#### [Texte à lire]
Enfin, cer­tains argueront que, par exem­ple, trente ans de com­mu­nisme ont lais­sé des traces en Europe de l’Est en ter­mes de goût de l’ef­fort et d’ardeur au tra­vail… C’est sans doute vrai (quoique de moins en moins) en moyenne. Mais là encore, les entre­pris­es implan­tées sur place qui pren­nent la peine de sélec­tion­ner et de for­mer leurs col­lab­o­ra­teurs parvi­en­nent à sur­mon­ter ce problème.

Au con­traire, le fait de démar­rer une unité de pro­duc­tion « From scratch » dans un pays à bas coûts per­met de met­tre directe­ment en œuvre un cer­tain nom­bre de bonnes pra­tiques. Ces mêmes pra­tiques, pour être implan­tées en France ou en Alle­magne, néces­siteront de longues négo­ci­a­tions et de red­outa­bles efforts en ter­mes de ges­tion du change­ment. Ain­si, deux équipemen­tiers auto­mo­biles nous ont déclaré que leurs usines européennes les plus per­for­mantes en ter­mes de pro­duc­tiv­ité se trou­vent pour l’un en Hon­grie, pour l’autre en Pologne…

Idée reçue n° 4 : « Il faut utiliser les usines dans les pays à bas coûts pour les produits en fin de vie »

#### [Lignes de données]
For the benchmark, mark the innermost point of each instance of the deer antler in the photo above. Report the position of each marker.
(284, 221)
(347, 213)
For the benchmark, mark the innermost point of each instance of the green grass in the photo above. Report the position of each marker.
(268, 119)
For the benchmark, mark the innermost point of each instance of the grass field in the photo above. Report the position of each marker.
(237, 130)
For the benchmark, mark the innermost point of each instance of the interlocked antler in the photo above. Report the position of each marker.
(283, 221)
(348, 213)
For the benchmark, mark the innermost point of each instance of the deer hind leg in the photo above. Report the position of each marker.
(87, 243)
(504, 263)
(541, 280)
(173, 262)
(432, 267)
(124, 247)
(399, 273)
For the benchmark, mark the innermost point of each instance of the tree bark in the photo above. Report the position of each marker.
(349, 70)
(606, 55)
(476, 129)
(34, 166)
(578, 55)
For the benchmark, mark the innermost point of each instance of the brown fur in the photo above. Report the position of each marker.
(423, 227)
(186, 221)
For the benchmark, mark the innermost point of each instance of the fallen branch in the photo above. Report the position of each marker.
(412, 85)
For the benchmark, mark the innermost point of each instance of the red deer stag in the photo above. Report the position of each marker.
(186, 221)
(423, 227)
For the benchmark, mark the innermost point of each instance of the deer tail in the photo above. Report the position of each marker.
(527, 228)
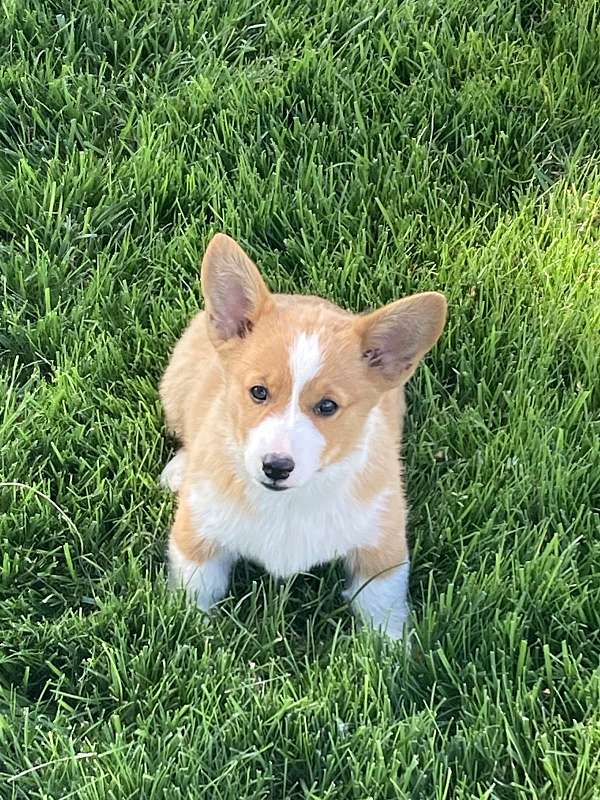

#### [Consigne]
Reprenez le texte sur les usines implantées dans les pays à bas coûts là où il s'arrête, et poursuivez-le.

#### [Résultat attendu]
Aujour­d’hui encore, cer­tains sou­ti­en­nent que lancer directe­ment de nou­velles lignes de pro­duits dans des usines situées dans des pays à bas coûts con­stitue un risque inac­cept­able. La maîtrise des procédés et des process n’y serait pas aus­si bonne que dans les usines « his­toriques » du groupe, les ingénieurs n’y seraient pas assez per­for­mants, la qual­ité serait insuff­isam­ment présente dans les men­tal­ités. Ain­si, au sein du dis­posi­tif indus­triel, les usines des pays à bas coûts ne seraient des­tinées à recevoir que les pro­duits en fin de vie, fab­riqués sur des équipements plus ou moins obsolètes.

Cette approche, là encore, trou­ve très vite ses lim­ites : de nom­breuses entre­pris­es réus­sis­sent à trou­ver des ingénieurs d’ex­cel­lente qual­ité dans des pays à bas coûts. Au con­traire, sou­vent con­fron­tées à un chô­mage endémique, les autorités locales font preuve d’une adap­ta­tion exem­plaire en ter­mes de for­ma­tion. Plusieurs des entre­pris­es que nous avons pu ren­con­tr­er en Pologne, en République tchèque ou en Slo­vaquie ont établi des parte­nar­i­ats avec les uni­ver­sités locales de manière à dis­pos­er des for­ma­tions et des tal­ents adap­tés à leurs besoins spécifiques.

S’il faut, bien enten­du, du temps pour trans­fér­er le savoir-faire néces­saire à la maîtrise du lance­ment de nou­veaux pro­duits, il s’ag­it de gér­er con­ven­able­ment une tran­si­tion et non d’un hand­i­cap structurel.

Enfin, un cer­tain nom­bre d’en­tre­pris­es, notam­ment des équipemen­tiers auto­mo­biles, ayant ten­té une telle approche par le passé l’ont vite aban­don­née pour deux raisons :

 le principe de trans­fér­er des lignes de pro­duc­tion en fonc­tion du cycle de vie du pro­duit génère des sur­coûts importants ;
 il est dif­fi­cile de motiv­er le per­son­nel d’une usine dans de telles conditions.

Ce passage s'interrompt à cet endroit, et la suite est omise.